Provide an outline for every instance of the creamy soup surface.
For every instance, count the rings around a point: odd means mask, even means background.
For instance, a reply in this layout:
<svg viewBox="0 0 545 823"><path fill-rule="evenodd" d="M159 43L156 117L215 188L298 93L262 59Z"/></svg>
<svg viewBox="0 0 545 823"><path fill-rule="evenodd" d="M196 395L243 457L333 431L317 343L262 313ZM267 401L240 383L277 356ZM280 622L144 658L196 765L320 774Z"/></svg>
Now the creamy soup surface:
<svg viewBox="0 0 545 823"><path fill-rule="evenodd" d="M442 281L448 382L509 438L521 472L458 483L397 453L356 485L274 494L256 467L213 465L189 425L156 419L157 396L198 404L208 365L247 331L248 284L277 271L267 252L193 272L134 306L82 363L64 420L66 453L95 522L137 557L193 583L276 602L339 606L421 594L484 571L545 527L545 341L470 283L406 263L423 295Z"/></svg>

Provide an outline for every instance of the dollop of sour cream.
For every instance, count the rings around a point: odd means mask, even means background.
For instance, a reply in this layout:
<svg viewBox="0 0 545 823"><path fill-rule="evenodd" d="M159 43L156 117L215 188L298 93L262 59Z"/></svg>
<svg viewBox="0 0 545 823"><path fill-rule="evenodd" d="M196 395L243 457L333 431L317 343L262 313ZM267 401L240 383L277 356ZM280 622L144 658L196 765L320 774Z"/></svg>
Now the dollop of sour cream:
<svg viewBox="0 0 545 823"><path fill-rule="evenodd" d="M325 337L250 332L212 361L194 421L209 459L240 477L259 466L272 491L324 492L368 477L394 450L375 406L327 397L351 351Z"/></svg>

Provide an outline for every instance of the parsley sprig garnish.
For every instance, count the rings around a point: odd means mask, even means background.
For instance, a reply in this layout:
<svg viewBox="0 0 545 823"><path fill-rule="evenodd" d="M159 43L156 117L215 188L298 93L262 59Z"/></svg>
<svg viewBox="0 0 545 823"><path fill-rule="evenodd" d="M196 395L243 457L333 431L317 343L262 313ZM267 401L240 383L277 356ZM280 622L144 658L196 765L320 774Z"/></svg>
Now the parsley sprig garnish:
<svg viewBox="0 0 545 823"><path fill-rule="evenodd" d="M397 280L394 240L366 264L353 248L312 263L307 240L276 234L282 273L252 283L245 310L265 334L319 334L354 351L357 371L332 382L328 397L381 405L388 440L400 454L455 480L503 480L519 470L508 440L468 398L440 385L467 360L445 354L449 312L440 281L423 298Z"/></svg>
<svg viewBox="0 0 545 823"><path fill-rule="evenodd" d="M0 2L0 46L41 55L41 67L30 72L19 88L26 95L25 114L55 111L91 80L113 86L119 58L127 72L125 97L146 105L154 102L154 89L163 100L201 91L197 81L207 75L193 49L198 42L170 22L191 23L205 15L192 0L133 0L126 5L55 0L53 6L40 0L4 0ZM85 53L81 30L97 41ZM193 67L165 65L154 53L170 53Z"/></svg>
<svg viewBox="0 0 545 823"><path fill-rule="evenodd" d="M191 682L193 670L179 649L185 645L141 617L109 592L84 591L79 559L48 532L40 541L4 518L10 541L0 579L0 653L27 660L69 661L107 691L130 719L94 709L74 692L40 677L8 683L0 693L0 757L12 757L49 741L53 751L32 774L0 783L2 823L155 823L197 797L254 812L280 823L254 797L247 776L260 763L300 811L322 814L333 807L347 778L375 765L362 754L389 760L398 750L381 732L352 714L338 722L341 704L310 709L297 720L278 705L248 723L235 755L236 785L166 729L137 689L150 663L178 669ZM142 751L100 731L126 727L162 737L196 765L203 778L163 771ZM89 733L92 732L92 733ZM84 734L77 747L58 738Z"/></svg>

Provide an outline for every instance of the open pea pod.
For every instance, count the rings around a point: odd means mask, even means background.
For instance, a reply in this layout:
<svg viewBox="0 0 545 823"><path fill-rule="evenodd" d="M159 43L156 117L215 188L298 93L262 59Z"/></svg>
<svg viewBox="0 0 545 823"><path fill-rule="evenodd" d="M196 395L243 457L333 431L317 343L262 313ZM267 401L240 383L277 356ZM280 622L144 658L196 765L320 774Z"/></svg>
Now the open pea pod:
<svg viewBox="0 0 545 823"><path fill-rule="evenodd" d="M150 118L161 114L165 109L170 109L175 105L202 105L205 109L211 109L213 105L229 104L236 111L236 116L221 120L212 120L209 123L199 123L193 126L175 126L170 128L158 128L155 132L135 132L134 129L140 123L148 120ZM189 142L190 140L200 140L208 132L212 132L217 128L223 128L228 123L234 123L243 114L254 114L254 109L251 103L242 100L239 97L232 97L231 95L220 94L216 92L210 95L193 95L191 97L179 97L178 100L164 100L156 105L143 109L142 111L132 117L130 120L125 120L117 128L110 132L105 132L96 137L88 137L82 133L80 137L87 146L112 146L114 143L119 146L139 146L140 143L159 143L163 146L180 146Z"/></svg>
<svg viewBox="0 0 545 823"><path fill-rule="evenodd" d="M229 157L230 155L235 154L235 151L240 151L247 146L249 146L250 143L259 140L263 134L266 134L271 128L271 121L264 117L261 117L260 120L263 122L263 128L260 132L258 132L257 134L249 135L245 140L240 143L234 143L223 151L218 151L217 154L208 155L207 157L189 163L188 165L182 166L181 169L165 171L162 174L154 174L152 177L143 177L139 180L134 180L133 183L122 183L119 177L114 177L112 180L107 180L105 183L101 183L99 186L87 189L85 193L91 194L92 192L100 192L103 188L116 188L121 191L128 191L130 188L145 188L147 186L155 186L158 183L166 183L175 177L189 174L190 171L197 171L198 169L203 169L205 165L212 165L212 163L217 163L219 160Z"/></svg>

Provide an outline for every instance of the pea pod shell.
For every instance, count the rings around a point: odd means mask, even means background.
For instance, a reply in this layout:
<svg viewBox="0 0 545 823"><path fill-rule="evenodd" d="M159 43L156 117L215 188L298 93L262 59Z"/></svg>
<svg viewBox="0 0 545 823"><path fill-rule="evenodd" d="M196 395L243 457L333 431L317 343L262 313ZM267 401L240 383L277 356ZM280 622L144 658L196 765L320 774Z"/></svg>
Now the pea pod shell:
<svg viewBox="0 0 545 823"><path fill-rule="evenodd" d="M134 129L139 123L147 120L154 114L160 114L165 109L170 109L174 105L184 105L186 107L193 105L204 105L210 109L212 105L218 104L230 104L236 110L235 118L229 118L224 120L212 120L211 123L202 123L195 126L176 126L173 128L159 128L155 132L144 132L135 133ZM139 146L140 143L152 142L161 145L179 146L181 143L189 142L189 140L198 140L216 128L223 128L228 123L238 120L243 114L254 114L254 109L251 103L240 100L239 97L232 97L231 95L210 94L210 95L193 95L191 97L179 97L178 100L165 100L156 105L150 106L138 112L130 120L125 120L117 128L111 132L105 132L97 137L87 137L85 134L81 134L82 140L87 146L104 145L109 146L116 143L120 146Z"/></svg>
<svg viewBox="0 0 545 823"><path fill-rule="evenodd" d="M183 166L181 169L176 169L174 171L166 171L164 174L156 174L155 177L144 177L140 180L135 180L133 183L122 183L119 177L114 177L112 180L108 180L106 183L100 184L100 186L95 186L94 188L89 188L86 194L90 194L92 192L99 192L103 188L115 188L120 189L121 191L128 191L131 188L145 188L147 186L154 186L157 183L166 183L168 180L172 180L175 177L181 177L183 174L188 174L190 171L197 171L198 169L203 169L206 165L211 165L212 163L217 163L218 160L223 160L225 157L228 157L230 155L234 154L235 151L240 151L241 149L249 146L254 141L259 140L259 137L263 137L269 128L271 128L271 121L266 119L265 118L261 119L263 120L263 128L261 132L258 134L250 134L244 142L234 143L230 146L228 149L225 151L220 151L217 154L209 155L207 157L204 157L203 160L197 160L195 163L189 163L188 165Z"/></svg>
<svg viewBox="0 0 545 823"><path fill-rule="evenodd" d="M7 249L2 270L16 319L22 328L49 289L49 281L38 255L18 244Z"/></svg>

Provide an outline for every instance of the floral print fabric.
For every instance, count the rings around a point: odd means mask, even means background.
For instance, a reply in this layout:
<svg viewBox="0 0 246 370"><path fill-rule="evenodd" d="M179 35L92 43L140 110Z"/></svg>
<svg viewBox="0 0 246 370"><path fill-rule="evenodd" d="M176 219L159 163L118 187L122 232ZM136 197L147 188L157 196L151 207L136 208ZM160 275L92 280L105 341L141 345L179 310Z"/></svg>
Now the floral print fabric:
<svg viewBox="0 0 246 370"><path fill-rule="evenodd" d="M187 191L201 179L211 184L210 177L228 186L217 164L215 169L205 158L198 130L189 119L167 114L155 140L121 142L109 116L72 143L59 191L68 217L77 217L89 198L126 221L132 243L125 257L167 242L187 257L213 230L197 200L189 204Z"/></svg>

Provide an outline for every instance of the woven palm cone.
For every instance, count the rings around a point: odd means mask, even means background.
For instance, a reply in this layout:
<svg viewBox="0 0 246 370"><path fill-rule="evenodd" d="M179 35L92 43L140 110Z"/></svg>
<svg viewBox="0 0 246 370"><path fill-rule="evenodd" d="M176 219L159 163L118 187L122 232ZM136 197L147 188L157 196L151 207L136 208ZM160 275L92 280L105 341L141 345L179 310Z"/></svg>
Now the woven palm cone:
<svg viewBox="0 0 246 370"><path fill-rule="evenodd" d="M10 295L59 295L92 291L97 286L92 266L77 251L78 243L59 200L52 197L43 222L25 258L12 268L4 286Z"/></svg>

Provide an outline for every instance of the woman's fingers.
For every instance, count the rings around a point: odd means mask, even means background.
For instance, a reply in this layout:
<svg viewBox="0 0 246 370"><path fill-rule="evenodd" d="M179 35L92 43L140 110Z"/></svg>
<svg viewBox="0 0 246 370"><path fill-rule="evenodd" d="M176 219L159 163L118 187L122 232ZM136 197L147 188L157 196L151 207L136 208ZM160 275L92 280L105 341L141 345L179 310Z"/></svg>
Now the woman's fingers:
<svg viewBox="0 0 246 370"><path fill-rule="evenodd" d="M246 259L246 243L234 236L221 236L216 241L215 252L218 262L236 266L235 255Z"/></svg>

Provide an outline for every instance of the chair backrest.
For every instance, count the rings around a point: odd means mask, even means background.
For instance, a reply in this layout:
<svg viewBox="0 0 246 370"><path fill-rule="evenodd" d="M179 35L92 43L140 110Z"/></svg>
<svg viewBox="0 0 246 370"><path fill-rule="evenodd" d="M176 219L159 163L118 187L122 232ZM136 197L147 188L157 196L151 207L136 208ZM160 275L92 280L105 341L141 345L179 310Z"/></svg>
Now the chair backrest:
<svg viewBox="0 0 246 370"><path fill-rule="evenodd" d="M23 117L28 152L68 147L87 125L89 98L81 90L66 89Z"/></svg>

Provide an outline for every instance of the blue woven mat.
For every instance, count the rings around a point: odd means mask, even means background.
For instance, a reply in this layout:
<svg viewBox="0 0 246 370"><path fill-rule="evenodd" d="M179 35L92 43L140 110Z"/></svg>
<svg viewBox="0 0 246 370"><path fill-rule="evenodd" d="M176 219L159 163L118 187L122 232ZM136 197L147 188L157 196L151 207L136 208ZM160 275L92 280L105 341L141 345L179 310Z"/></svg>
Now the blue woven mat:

** What you will do **
Return the entries above without any changes, starting with their first line and going on through the line containing "281L448 382L509 438L521", that line included.

** Solution to the problem **
Provide an outline for every instance of the creamy soup surface.
For every instance, count the rings around a point: odd means mask, even means background.
For instance, a reply in this layout:
<svg viewBox="0 0 545 823"><path fill-rule="evenodd" d="M159 43L156 117L215 188L298 93L262 59Z"/></svg>
<svg viewBox="0 0 545 823"><path fill-rule="evenodd" d="M196 395L243 457L333 431L317 343L262 313ZM267 401L240 383L277 356ZM280 622L144 658L196 765L320 774Z"/></svg>
Now the creamy soup surface:
<svg viewBox="0 0 545 823"><path fill-rule="evenodd" d="M442 281L448 382L509 438L521 472L458 483L397 453L356 485L274 494L256 467L213 465L189 425L156 419L157 396L198 404L208 365L247 331L248 284L277 271L267 252L193 272L134 306L82 363L64 420L66 453L95 522L137 557L193 583L276 602L339 606L421 594L484 571L545 527L545 341L470 283L406 263L423 295Z"/></svg>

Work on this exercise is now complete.